> [Goal]: Everything from the line containing "framed window in the photo above." through the last line of the records below should be printed exactly, please, and nothing else.

> [Supplied entries]:
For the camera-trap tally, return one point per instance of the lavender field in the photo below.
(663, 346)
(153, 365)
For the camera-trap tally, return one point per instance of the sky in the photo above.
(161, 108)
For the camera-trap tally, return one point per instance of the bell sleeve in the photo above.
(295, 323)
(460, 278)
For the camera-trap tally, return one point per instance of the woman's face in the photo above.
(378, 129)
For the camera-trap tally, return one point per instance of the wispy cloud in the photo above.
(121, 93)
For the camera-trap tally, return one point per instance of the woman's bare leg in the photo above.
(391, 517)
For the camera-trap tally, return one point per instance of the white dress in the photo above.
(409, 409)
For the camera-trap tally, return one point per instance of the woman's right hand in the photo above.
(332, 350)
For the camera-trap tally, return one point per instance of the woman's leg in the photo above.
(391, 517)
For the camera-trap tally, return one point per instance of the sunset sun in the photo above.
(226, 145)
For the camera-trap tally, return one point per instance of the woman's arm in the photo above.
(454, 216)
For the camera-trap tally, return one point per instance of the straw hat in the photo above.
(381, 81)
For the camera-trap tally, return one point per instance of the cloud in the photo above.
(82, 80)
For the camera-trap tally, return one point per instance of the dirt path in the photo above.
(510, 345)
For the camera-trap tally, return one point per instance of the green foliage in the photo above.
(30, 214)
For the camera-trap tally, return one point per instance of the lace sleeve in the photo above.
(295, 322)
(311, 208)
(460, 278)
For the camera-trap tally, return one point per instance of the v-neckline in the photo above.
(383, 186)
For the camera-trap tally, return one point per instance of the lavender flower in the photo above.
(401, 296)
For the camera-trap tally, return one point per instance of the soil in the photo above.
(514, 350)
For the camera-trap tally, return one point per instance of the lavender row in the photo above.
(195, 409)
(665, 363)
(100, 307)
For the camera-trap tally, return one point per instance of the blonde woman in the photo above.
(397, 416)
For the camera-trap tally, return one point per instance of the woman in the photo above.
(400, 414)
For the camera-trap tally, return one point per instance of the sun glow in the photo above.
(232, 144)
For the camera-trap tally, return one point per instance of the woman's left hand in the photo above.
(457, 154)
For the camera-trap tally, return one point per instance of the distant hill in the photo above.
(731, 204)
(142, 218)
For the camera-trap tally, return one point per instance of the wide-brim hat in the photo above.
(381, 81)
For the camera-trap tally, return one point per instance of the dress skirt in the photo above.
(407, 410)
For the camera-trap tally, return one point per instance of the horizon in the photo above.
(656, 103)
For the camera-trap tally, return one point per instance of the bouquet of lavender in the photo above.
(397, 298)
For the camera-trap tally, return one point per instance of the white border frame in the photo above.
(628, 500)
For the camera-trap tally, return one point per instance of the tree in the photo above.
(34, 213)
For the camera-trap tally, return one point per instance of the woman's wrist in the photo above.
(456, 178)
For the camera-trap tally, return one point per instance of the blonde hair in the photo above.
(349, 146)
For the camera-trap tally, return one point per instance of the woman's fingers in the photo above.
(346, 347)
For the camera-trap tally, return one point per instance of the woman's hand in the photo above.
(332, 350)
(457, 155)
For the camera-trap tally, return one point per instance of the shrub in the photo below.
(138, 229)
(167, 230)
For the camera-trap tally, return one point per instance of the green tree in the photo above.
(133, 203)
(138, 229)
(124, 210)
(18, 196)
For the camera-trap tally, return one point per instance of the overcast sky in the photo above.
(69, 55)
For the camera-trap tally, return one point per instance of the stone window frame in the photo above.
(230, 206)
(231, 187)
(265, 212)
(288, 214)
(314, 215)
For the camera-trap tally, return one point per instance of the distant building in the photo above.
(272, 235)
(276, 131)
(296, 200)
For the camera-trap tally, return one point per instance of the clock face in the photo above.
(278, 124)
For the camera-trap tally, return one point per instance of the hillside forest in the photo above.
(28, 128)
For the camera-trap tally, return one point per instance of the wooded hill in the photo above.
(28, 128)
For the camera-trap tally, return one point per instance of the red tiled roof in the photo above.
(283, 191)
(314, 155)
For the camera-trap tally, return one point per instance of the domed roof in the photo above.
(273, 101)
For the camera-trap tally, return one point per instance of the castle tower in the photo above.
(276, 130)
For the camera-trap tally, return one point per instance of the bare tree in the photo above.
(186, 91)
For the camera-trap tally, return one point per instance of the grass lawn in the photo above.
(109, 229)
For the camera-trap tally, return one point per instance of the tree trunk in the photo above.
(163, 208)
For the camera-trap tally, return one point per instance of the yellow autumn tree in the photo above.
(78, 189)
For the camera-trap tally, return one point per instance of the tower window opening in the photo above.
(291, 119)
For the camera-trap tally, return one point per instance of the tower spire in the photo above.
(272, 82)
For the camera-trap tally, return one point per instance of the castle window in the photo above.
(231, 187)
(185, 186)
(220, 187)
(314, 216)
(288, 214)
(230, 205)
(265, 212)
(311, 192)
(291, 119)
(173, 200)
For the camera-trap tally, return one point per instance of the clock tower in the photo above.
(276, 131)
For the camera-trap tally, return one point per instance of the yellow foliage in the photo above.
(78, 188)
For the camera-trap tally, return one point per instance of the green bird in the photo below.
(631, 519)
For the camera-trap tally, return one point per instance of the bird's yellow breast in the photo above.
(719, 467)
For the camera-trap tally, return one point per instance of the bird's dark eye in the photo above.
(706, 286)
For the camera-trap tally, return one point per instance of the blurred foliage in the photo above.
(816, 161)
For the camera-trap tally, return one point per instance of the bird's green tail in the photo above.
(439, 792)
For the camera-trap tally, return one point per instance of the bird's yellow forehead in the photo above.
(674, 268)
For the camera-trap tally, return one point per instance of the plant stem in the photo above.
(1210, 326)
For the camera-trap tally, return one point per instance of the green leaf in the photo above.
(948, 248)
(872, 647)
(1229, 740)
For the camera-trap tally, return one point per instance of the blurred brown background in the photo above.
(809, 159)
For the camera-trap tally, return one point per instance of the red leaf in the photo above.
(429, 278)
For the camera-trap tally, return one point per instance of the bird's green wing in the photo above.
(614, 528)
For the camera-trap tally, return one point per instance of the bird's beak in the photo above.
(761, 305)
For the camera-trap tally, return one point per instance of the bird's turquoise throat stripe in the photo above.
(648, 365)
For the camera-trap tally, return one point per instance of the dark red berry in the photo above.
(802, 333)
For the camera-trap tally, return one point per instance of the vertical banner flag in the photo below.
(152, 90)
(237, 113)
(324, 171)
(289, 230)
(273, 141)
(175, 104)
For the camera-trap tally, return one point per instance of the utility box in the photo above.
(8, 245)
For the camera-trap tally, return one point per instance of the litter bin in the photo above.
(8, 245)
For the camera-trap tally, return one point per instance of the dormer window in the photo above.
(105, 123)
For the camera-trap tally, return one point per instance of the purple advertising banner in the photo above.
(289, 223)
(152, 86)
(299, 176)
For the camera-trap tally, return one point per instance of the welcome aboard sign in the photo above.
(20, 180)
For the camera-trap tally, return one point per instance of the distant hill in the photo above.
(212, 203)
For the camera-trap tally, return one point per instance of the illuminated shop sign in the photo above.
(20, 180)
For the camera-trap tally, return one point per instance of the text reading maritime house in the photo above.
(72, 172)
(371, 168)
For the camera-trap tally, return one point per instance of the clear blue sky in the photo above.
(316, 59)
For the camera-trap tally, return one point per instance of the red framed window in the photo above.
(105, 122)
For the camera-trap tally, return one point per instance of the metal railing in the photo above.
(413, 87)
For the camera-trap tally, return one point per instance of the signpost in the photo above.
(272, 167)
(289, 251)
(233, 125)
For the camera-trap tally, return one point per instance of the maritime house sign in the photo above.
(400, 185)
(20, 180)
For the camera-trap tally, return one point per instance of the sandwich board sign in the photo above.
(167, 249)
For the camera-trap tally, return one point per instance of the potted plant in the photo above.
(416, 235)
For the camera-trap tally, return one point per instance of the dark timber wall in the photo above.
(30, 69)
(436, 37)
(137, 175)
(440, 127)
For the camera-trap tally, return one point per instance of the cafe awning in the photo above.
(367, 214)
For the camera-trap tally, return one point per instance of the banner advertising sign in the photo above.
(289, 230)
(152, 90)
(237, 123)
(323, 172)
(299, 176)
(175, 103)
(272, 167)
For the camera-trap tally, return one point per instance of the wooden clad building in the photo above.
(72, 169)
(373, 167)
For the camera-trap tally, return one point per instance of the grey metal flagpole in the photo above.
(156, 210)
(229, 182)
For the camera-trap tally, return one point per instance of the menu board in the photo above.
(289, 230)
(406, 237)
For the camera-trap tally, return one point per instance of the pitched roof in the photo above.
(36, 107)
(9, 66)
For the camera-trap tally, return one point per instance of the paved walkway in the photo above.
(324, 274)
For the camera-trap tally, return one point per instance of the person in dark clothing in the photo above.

> [Answer in full]:
For the camera-trap tally, return one point per instance of the red framed window in the photo above.
(105, 122)
For the camera-trap tally, return one point per instance of the metal railing in the photo above.
(413, 87)
For the camera-trap tally, return one point per instance of the signpost in the photo above.
(272, 167)
(289, 251)
(233, 125)
For the camera-trap tally, return one point per instance of the maritime house sign in the photo above.
(400, 185)
(20, 180)
For the camera-trap tally, return one point per instance of the sandwich board sign in the photo above.
(167, 249)
For the camera-trap tally, return one point per instance of the potted plant in the photo above.
(416, 235)
For the camera-trap tally, return one point per instance of the dark timber wall in the photo above.
(30, 69)
(436, 37)
(137, 175)
(440, 127)
For the camera-trap tally, return one point per instance of the cafe awning in the photo above.
(367, 214)
For the camera-trap tally, return one point per instance of the banner advertising sign in the photo above.
(289, 230)
(152, 90)
(237, 123)
(323, 172)
(299, 176)
(175, 103)
(272, 167)
For the camera-trap tally, return one point per instance of the wooden clad building in the photo above.
(72, 169)
(373, 167)
For the camera-trap tally, return one point per instance of the grey metal flagpole in the photo above.
(156, 210)
(229, 182)
For the camera-trap tally, return one point per instance of the menu board in the photo above.
(289, 230)
(406, 237)
For the camera-trap tally, return one point per instance of the pitched roof in the photo above.
(36, 107)
(9, 66)
For the camera-trap tally, return one point per instance of the paved walkway in the photo above.
(324, 274)
For the camera-trap tally, return one point per instance of the person in dark clothing in the photo above.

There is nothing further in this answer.